TASK DESCRIPTION -
Output the full set of records exactly.

(Data records)
§ §

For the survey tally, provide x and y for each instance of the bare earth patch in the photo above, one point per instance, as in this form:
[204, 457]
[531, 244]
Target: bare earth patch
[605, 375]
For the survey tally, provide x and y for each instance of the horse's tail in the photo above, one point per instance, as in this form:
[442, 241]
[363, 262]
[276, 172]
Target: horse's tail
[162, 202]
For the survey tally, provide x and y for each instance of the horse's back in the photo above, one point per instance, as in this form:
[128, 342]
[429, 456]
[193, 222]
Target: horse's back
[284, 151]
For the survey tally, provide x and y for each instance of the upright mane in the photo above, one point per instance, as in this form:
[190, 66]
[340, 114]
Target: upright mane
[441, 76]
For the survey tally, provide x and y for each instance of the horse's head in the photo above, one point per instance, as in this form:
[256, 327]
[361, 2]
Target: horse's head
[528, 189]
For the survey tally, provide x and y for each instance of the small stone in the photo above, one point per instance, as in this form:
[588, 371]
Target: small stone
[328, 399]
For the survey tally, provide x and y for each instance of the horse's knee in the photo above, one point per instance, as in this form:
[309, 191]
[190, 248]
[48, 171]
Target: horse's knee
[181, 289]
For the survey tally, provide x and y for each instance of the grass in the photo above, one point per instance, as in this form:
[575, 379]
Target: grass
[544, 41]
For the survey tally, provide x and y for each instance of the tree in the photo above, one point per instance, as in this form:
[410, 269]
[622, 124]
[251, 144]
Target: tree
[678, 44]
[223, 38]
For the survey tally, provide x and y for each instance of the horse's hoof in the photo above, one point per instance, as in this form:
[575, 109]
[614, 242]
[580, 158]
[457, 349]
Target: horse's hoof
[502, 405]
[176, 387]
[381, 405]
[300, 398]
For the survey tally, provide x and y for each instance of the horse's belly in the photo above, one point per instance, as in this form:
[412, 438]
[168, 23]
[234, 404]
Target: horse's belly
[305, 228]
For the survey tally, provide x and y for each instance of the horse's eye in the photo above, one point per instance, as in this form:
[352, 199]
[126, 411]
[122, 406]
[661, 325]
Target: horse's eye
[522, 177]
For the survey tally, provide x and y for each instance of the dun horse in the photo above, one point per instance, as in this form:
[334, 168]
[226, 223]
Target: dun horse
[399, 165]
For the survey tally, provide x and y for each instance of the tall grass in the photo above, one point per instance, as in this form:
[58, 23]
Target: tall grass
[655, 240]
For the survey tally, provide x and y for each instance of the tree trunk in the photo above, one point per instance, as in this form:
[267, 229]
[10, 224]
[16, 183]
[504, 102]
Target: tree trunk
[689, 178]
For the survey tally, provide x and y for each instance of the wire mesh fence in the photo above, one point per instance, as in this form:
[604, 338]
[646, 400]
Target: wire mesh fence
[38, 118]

§ §

REPLY TO THE EXERCISE -
For the survey tally, provide x and y for each instance of the bare earth patch in the photo above, one point per instance, as in this form:
[204, 457]
[531, 244]
Target: bare earth patch
[605, 375]
For the survey tally, provide x and y for each instance of the horse's tail in the photo above, one point per instance, as in this form:
[442, 241]
[363, 262]
[276, 172]
Target: horse's tail
[162, 202]
For the survey tally, provide x and y for each instance of the horse's back in the photo above, one point per instance, as in this form:
[128, 342]
[429, 456]
[193, 222]
Target: horse's back
[284, 151]
For the survey tally, provide x and y for each instance of the upright mane in the photo above, one point per instance, as in this form:
[190, 66]
[340, 114]
Target: upright mane
[441, 76]
For the survey tally, provide x and y for each instance of the horse's head in the photo above, one point per instance, as in this form:
[256, 327]
[361, 2]
Target: horse's head
[528, 189]
For the survey tally, provide x and y for each instance of the small stone in the photo above, one point per instance, as in this form:
[588, 371]
Target: small stone
[328, 399]
For the survey tally, provide x and y for each instance of the horse's knee in the photo above, one point per instance, as in this form:
[309, 191]
[190, 248]
[48, 171]
Target: horse's knee
[181, 289]
For the survey tally, provide x and y for each instance of the grass in the photo above, one point per instance, as in this form:
[575, 379]
Target: grass
[544, 41]
For the survey tally, provide x and y for each instance of the tree in the photo above, one point per instance, as in this form:
[410, 269]
[622, 124]
[251, 144]
Target: tree
[678, 44]
[223, 38]
For the survey tally, provide x and y for each instance of the horse's hoof in the photo above, one point per instance, as in this form:
[575, 109]
[614, 242]
[580, 158]
[457, 349]
Target: horse's hoof
[502, 405]
[176, 387]
[381, 405]
[300, 398]
For the survey tally, provide x and y for each instance of the horse's belly in the photo above, one point per instance, as in this form:
[412, 438]
[168, 23]
[234, 404]
Target: horse's belly
[305, 228]
For the survey tally, provide x and y for each instance of the horse's eye in the photo above, one point per instance, as in this form:
[352, 199]
[126, 411]
[122, 406]
[661, 325]
Target: horse's eye
[522, 177]
For the survey tally, provide x and y for each instance of the dun horse in the photo above, one point per instance, as in this form:
[334, 168]
[226, 223]
Target: dun horse
[399, 165]
For the survey tally, provide x and y for each instance of the tall grass in the photo above, one point per instance, as in this form:
[58, 23]
Target: tall grass
[655, 240]
For the survey tally, provide x and y for each instance of the tree trunk in the photo above, one point per instance, as in this form:
[267, 229]
[10, 224]
[16, 183]
[504, 102]
Target: tree trunk
[689, 178]
For the survey tally, provide x and y for each instance of the wire mesh fence in the photo above, one point per instance, as in this form:
[604, 338]
[646, 400]
Target: wire mesh fence
[38, 118]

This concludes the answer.